━━━ TEXT SHOWN
The RSPO insists its commitment to transparency and fairness means punitive sanctions can only be imposed “upon clear investigation and backed up by conclusive findings of breaches”. In the case of Indofood, its investigation was limited to one unit, so it could only suspend that unit, it claims. However, it has ordered that Indofood’s other certified mills and plantations be re-audited. “The RSPO takes allegations of breach of labour rights by some of its members very seriously and remains committed to transparency and accountability,” it says.
- Lenient transition period on new traceability requirements to ensure legality of fresh fruit bunches will allow “indirect sourcing of illegal palm fruit oil for a full three years”
- Lacks strict standards on working hours and overtime, a cap on precarious labour, and a clear methodology to define a decent living wage
- Stops short of total ban on use of highly toxic, bio-accumulative and persistent pesticides
- Doesn’t prohibit genetically modified organisms (GMOs)
Savi admits the RSPO is “not perfect”, but insists it has already made big improvements. “In the beginning we only had third-party auditors, and now we have accredited third-party auditors,” he adds. “We also have a monitoring and investigation unit using satellite technology and we recently partnered with a company which will help us to better analyse labour issues in plantations. We also have a taskforce looking at improving areas where gaps have been identified in the certification and assurance process.”
At any rate, he argues, “perfection is the enemy of good”. Market transformation is an incremental process, and the RSPO will only be able to achieve its goal of “making sustainable palm oil the norm” if it has the full support of the fmcg industry. “The more support there is for the system, the more there will be funds and resources to look into better, tightened systems,” he says. “It is going to be very difficult for us to continue improving if there is little demand for sustainable palm oil,” Savi adds.
Indeed, while most major brands and retailers are RSPO members, many are using mass balance, and book and claim to top up their segregated supplies, so they are still using a mix of certified and non-certified palm oil. A 2016 report by WWF suggested just three brands - Arnott’s, Danone and Ferrero - were using 100% segregated certified sustainable palm oil (CSPO) in 2015.
Sourcing 100% segregated sustainable palm oil isn’t easy. Just 19% of the world’s palm oil production is currently certified sustainable palm oil (CSPO). Most of that certified oil is coming from big estates and plantations, says Benjamin Ware, global head of responsible sourcing for Nestlé, who argues the next step will be to bring more small farmers into the scheme. The new RSPO standard should be a “game-changer” in this respect, he claims, with farmers more likely to see the benefit of certification now the standard is “fit for purpose”. The reform should also convince more fmcg companies to dedicate their time to helping the RSPO improve its assurance mechanisms, he adds.
However, the fmcg industry cannot rely on certification alone to solve the palm oil sustainability crisis, says Ware. Brands and retailers must also embrace other tools, such as satellite monitoring, workers’ helplines and smallholder inclusion projects, to improve the sustainability of their palm oil supply chains, he argues.
It’s a sentiment shared by NGOs, who argue the RSPO should be the starting point, not the end point, on palm oil sustainability.
━━━━━━
> EXERCISE BRIEF:
Using the palm oil article, answer these:
1. What did the RSPO order for Indofood's other certified mills and plantations?
2. According to a 2016 WWF report, which three brands were using 100% segregated certified sustainable palm oil in 2015?
3. What share of the world's palm oil production is currently certified sustainable palm oil?
The listing that follows has no connection to the palm oil article.
━━━ DATA LISTING
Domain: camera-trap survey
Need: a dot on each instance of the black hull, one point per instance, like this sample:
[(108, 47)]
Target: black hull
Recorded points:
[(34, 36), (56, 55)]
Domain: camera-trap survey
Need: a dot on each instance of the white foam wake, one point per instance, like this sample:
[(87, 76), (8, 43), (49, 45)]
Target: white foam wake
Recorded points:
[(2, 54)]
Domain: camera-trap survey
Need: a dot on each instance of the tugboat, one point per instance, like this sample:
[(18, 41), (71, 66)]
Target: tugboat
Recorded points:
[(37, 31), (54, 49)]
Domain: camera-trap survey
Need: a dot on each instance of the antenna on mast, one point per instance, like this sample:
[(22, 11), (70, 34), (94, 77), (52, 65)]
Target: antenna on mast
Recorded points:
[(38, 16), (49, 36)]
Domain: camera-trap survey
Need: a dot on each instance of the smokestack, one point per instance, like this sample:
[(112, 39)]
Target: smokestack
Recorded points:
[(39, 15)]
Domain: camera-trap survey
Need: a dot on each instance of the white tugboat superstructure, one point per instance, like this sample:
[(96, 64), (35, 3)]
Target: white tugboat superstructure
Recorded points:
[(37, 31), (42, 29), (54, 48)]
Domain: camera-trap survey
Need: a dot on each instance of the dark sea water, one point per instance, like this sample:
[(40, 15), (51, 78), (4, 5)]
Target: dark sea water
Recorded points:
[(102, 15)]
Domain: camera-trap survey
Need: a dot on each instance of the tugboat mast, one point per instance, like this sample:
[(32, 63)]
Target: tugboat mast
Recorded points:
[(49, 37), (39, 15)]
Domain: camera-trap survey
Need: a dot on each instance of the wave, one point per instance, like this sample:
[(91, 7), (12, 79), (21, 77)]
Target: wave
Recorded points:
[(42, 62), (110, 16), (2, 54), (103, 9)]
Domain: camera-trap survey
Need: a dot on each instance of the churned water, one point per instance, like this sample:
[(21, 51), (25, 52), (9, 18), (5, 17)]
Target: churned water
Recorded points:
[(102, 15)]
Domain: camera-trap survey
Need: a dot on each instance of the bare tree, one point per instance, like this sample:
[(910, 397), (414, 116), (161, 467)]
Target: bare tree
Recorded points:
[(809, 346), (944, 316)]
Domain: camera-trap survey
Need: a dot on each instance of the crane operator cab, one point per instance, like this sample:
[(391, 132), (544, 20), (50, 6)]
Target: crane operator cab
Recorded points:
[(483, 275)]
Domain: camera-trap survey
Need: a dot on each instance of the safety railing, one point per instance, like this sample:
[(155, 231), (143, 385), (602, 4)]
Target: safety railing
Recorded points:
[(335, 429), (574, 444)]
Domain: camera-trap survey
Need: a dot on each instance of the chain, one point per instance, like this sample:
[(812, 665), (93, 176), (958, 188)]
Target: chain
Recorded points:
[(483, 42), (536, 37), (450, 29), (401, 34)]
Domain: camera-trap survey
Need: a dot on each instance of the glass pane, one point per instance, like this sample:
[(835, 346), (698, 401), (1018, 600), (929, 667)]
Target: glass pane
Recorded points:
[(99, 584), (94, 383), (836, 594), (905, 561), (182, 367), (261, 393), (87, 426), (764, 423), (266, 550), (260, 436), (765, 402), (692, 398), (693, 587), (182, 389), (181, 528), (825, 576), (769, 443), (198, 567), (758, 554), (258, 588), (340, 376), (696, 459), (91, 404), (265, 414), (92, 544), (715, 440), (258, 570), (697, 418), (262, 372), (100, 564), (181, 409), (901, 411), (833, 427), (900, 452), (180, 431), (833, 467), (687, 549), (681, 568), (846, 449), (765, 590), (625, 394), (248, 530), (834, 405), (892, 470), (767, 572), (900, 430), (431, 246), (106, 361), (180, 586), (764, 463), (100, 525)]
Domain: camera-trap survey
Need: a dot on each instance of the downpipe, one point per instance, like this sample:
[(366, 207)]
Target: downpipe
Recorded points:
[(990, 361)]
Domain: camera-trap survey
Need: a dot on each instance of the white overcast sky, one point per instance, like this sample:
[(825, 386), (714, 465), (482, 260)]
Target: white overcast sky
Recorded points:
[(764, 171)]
━━━━━━
> SOLUTION FOR THIS TASK:
1. It ordered them to be re-audited.
2. Arnott's, Danone and Ferrero.
3. 19%.